## PROBLEM TO SOLVE
Write the next part of the post about a Step 7 function block for the Siemens Sirius 3RW44 soft starter, picking up after its final sentence.

## PASSAGE TO READ

┌────────

Siemens Sirius 3RW44 Soft Starter Function Block for Step 7
Since I couldn't locate any examples to control a Siemens Sirius 3RW44 soft starter via Profibus DP in an S7-300 system using Step 7 — without PCS 7 or Soft Starter ES software — I decided to write my own reusable function block. Since others may be running into the same problem, I decided to post the code here (project archive is attached to this post). The starter has 16 inputs and 16 outputs that can be addressed with basic load and transfer statements and provide a simple means of controlling the starter. But communication over a fieldbus is far more advanced.
First of all, I recommend downloading the SIRIUS 3RW44 System Manual (see the links section at the end of this article). If you can't find it search Siemens support for the part number of your starter.
Disclaimer
This is quite a lengthy post. If you're not comfortable with STL and indirect addressing then this may not be for you.
This code worked for me in my project but it may not work for you.
Don't take my word for anything, it is your equipment (and your life) at risk. I whipped this up quickly so test thoroughly and use at your own risk.
This project was created in Step 7 v5.5 for use with starter model 3RW4427-1BC35 and Profibus module model 3RW4900-0KC00. It also works with TIA Portal v11 and newer.

└────────

## ENTRIES PROVIDED
┌────────

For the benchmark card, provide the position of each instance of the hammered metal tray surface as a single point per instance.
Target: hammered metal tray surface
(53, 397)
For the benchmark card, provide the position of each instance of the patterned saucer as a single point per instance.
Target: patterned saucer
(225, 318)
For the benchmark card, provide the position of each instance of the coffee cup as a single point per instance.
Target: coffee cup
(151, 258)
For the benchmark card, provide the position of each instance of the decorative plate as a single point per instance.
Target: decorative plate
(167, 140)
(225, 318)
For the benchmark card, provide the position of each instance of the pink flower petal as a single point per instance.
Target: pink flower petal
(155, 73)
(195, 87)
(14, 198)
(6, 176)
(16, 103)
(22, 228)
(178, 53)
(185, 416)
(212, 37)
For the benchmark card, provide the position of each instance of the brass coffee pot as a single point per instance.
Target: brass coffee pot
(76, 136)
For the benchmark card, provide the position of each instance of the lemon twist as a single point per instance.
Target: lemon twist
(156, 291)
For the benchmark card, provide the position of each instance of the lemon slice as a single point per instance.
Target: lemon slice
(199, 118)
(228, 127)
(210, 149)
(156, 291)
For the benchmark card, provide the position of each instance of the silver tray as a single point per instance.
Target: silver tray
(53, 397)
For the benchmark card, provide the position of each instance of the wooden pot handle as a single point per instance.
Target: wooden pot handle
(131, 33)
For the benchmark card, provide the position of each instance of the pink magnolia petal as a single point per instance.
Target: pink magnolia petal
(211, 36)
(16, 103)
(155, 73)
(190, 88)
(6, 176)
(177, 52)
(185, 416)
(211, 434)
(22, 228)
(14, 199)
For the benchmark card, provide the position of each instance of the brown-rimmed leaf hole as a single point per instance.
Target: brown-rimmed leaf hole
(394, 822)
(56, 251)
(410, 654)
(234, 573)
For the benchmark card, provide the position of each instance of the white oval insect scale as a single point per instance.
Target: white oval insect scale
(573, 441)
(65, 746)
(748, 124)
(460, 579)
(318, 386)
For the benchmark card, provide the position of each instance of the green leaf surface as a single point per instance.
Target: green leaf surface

└────────

## TASK OUTPUT
Down to business: Sirius 3RW44 function block
A fieldbus module enables the retrieval of a treasure trove of operational and diagnostic data. It is worthwhile reading the SIRIUS 3RW44 System Manual, chapter 8 PROFIBUS DP Communication Module and then pick and choose the bits of my code to accomplish your objective. A link to a sample project is at the end of this post.
All data requested from the starter is stored in an instance DB that utilizes a user defined data type (UDT) for the datasets. Even if you decide to roll your own code you can still use these UDT's in your own FB's or DB's since the data structure from the datasets is fixed.
The actual FB call from your program looks like this:
CALL "Siemens_Sirius_3RW44_v11" , "Sirius iDB"
I_Start :="Start" // Motor start permissive
I_MotorCCW :="Reverse" // Reverse rotation requested
I_MotorSlow :="Jog" // Slow rotation requested
I_FaultReset :="FAULT RESET" // Alarm reset request
I_PI_ADDR :=260 // Peripheral input address for device
I_PQ_ADDR :=260 // Peripheral output address for device
I_ParmSet :="ParmSetNbr" // Desired parameter set (1..3)
I_Parm_DB :=60 // DB number for parameter exchange
O_Ready :="StarterReady" // Soft starter indicates ready to start
O_Running :="Running" // Motor running
O_Ramping :="Ramping" // Motor ramping up
O_Stopping :="Stopping" // Motor stopping
O_U_line_avg :="LineVoltage" // Actual average line voltage [Vac]
O_I_line_avg :="LineCurrent" // Actual average line current [A]
O_I_phase_pct:="Load" // Actual motor load [%]
O_F_out :="OutputFrequency" // Actual output frequency [Hz]
O_Asymmetry :="Asymmetry" // Actual current imbalance [%]
O_T_heatsink :="TE heatsink" // Actual heat sink temperature [C]
O_Power :="OutputPower" // Actual motor power [Hp]
IO_RampDone :="Ramp Done" // Set once when ramping up completed
IO_Warning :="Warning" // Soft starter active warning
IO_Fault :="ALARM" // Soft starter active fault
IO_DataFault :="Data fault" // Soft starter comms fault
IO_ParmRead :="Starter parm READ" // Request a parameter READ
IO_ParmWrite :="Starter parm WRITE" // Request a parameter WRITE
IO_Status :="Status" // Fault status from FBSince the comments are pretty much self-explanatory, I will proceed to break down the actual FB. Some networks may be skipped but these are, again, self explanatory (like some rudimentary error checking of parameters such as PI and PQ addresses, etc).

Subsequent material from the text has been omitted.